Now that the dust has settled, respected fact checkers across the spectrum are revealing that the parade of instant horrors promised by the White House never materialized.

Jay Carney’s claim that Capitol janitors would receive less take-home pay received an embarrassing “Four Pinocchios” from the Washington Post, and Obama’s own claim that sequestration would force federal prosecutors to “let criminals go” was rated “Mostly False” by PolitiFact.com.

In fact, the most noticeable sequester-related change in Washington has been the indefinite suspension of White House tours. (For the record, House Speaker John Boehner has said that tours of the US Capitol will continue as planned.)

So why did the President and his men cry wolf when they knew that their predictions were so far off base?

Because it’s easier than governing.

Barack Obama feels at home with the permanent campaign because it’s all he knows how to do. His meteoric rise up the American political ladder was the result of well-run campaigns armed with powerful messages, not substantive achievements as a legislator.

So why negotiate with Republicans when he could use his bully pulpit to damage their brand in advance of the 2014 midterm elections?

To their credit, Republicans called Obama’s bluff.

When the sequester passed and the Nation failed to descend into post-apocalyptic disorder, Americans caught onto the President’s ruse, and his approval rating took a hit. A Reuters/Ipsos poll released on Wednesday showed that 43% of voters approve of Obama's performance, down 7 points from just two weeks ago. The President took a 4-point hit in the Gallup Daily Tracking Poll over the same period.

The good news is that Obama seems to have gotten the message, at least for the moment, and has initiated a series of sit-downs with influential Senate Republicans.

Part of the reason for the sudden change of course is that his numbers are trending the wrong way. But maybe this is the beginning of a long sought-after “grand bargain” on taxation and entitlements that will put America on the path to a balanced budget.

That all depends on whether this President is willing to – and capable of – actually governing. We know that Obama can campaign. He’s one of the best campaigners in American political history. We’re about to find out if he can work alongside his political opposition to accomplish something meaningful. But if past is prologue, I wouldn’t bet on it.

Dataset excerpt:

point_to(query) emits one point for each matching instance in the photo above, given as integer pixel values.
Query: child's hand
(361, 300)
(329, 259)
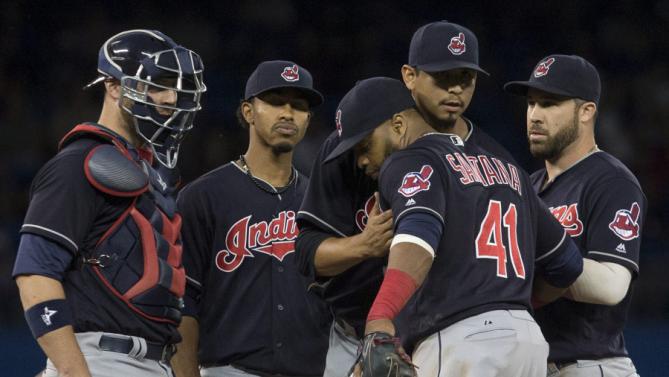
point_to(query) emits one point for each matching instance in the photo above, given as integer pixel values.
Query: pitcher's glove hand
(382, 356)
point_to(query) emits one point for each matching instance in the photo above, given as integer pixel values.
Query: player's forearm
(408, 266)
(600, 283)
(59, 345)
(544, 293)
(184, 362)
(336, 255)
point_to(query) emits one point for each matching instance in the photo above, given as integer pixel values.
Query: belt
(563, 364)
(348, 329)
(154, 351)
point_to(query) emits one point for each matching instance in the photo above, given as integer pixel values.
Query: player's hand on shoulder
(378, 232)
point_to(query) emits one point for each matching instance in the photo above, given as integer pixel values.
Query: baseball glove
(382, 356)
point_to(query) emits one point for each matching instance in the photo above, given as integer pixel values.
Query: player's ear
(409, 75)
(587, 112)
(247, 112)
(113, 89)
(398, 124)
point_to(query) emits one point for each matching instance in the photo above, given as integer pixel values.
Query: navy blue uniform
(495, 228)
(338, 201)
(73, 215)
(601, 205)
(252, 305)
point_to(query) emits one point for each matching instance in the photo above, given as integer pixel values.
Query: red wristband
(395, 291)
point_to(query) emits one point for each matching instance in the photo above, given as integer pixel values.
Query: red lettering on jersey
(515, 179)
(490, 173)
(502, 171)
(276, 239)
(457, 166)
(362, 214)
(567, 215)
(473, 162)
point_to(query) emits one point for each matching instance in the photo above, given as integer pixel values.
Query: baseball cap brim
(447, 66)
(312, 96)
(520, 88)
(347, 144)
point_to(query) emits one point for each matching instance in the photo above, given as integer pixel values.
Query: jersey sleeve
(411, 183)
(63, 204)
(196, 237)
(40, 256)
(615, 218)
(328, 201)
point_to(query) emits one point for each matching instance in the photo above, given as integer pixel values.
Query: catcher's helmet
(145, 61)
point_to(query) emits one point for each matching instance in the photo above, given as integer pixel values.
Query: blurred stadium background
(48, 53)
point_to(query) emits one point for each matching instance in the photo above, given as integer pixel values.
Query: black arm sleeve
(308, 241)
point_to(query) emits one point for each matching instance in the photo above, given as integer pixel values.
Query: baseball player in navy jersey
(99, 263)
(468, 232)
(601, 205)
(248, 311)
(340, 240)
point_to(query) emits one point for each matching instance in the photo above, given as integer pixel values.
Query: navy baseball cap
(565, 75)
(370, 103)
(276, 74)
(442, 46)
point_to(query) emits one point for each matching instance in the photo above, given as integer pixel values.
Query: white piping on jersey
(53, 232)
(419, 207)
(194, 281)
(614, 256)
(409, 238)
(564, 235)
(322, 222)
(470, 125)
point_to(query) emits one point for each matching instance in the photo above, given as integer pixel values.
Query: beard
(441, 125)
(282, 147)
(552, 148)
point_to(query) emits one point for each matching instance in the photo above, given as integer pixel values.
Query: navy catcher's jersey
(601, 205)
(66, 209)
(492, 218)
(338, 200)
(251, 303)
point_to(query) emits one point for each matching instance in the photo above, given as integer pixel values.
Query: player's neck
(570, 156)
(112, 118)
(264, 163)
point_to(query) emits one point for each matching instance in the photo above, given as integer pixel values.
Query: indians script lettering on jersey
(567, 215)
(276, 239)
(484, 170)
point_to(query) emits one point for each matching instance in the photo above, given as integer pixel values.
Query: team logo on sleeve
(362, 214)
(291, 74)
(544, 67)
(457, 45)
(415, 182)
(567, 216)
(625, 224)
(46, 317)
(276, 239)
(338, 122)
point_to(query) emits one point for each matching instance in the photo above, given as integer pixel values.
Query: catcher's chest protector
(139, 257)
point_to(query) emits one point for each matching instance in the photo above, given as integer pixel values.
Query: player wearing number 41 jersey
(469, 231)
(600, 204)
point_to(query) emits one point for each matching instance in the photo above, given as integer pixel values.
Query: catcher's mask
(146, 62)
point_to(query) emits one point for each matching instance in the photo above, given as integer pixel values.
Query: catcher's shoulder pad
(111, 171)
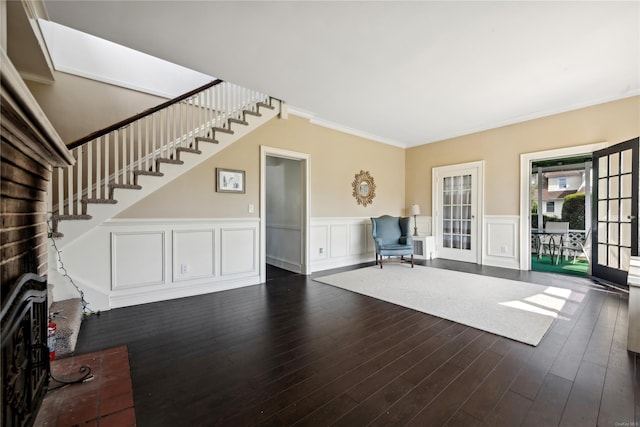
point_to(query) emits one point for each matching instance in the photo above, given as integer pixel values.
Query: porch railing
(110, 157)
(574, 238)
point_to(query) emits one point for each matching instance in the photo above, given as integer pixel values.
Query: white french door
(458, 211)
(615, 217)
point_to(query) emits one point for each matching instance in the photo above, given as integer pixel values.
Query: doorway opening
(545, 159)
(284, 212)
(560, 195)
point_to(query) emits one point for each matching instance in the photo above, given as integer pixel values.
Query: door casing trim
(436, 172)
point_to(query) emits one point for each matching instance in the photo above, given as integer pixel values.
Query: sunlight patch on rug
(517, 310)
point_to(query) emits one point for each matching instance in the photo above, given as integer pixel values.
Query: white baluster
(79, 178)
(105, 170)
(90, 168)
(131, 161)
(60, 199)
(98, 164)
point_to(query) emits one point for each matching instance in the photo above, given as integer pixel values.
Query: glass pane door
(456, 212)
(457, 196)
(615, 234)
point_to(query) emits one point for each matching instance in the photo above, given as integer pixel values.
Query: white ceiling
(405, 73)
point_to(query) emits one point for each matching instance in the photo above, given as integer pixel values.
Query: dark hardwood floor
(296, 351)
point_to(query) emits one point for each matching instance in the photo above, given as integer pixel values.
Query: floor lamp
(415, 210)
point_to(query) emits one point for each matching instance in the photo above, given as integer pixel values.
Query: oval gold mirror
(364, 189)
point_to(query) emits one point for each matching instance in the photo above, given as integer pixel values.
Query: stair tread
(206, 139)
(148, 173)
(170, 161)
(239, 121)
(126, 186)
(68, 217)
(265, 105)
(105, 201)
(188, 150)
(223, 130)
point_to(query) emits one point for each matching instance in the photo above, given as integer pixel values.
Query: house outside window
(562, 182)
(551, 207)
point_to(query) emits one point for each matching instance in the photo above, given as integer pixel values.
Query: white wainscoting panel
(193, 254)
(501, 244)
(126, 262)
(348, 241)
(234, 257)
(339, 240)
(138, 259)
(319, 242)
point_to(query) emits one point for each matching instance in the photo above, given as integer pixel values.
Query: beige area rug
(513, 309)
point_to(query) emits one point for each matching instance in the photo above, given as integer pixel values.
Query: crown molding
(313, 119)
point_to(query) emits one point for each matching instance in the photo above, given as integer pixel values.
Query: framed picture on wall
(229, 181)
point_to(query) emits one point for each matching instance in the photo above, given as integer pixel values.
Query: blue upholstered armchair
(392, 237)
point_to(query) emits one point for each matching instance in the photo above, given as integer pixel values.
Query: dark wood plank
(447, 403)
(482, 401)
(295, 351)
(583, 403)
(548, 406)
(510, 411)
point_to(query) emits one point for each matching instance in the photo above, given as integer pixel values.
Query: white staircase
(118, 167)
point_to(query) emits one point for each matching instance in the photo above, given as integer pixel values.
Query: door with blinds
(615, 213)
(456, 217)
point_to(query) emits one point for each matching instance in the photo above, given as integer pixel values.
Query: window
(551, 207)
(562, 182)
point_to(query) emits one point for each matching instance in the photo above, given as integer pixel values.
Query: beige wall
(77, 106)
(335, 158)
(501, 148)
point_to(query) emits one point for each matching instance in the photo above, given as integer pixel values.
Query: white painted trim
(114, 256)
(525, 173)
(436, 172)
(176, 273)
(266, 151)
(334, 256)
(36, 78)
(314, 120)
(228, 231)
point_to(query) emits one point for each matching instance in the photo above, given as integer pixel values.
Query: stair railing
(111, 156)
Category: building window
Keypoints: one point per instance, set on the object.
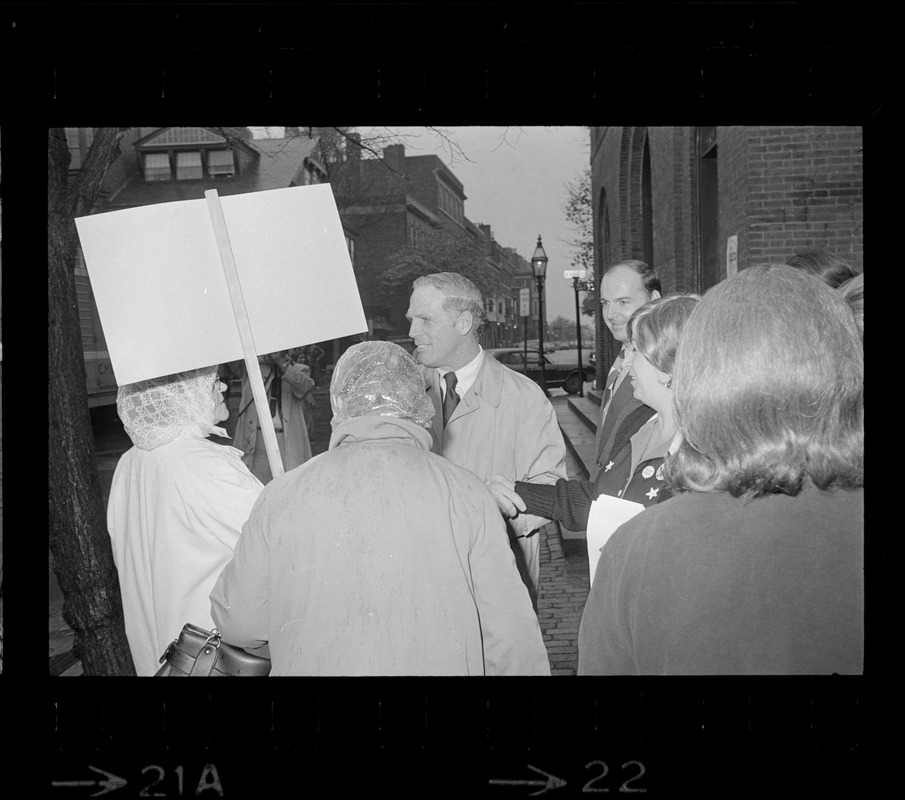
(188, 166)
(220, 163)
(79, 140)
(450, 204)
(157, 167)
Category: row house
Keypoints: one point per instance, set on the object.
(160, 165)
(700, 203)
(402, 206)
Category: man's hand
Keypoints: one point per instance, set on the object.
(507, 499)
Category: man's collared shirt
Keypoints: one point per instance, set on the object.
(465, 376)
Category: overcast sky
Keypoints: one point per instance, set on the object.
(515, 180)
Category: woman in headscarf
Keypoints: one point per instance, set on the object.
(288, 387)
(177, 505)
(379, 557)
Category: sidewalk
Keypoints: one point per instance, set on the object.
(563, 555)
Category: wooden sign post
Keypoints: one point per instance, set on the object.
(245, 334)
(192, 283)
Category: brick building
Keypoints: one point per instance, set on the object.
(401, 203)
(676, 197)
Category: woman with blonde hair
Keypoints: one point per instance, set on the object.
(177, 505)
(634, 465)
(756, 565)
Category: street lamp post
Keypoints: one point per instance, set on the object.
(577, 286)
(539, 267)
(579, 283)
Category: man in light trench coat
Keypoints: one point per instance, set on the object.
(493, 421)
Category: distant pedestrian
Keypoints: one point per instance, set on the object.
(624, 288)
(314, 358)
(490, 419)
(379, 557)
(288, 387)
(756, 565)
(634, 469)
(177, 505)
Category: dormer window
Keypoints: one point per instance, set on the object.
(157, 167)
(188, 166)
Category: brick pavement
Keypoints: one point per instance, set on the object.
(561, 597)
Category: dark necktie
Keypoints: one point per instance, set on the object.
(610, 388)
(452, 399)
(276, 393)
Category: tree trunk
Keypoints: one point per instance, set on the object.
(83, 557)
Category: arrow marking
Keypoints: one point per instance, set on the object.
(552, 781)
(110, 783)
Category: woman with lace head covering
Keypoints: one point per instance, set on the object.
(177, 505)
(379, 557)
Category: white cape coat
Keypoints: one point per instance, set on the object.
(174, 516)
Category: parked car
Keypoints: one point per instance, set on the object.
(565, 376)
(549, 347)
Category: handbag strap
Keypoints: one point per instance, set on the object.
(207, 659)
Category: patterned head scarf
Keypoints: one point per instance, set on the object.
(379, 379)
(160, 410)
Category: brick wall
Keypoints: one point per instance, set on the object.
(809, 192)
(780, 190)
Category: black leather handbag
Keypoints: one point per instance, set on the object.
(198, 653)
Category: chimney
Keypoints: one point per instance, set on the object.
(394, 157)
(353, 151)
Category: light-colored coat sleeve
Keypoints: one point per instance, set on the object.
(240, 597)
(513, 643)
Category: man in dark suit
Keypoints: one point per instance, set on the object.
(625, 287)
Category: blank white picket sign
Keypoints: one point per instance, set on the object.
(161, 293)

PROBLEMS AND TASKS ▸
(1) In the sequester commentary, what share of voters approved of Obama's performance in the Reuters/Ipsos poll released on Wednesday?
(2) Condense the paragraph in the sequester commentary that begins "When the sequester passed" into a short bulleted list that keeps its main facts.
(3) Copy everything in the sequester commentary from "So why did the" down to "2014 midterm elections?".

RESPONSES FOR EACH TASK ▸
(1) 43%, which was down 7 points from two weeks earlier.

(2)
- After the sequester passed without the predicted disorder, Americans caught onto the President's ruse and his approval rating fell.
- A Reuters/Ipsos poll released Wednesday put his approval at 43%, down 7 points in two weeks.
- He also dropped 4 points in the Gallup Daily Tracking Poll over the same period.

(3)
So why did the President and his men cry wolf when they knew that their predictions were so far off base?

Because it’s easier than governing.

Barack Obama feels at home with the permanent campaign because it’s all he knows how to do. His meteoric rise up the American political ladder was the result of well-run campaigns armed with powerful messages, not substantive achievements as a legislator.

So why negotiate with Republicans when he could use his bully pulpit to damage their brand in advance of the 2014 midterm elections?